§ Stated exercise
Copy out every one of the following rows word for word, keeping each line unchanged.

======== Records provided ========

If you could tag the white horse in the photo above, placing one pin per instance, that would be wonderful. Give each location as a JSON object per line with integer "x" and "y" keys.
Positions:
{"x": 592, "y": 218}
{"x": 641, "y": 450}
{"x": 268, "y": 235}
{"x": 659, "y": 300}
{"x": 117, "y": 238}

========

§ Result
If you could tag the white horse in the photo above, placing one pin per instance, that would be wonderful. Give each location as a JSON object per line with integer "x" and "y" keys.
Positions:
{"x": 592, "y": 218}
{"x": 641, "y": 450}
{"x": 268, "y": 235}
{"x": 659, "y": 300}
{"x": 117, "y": 238}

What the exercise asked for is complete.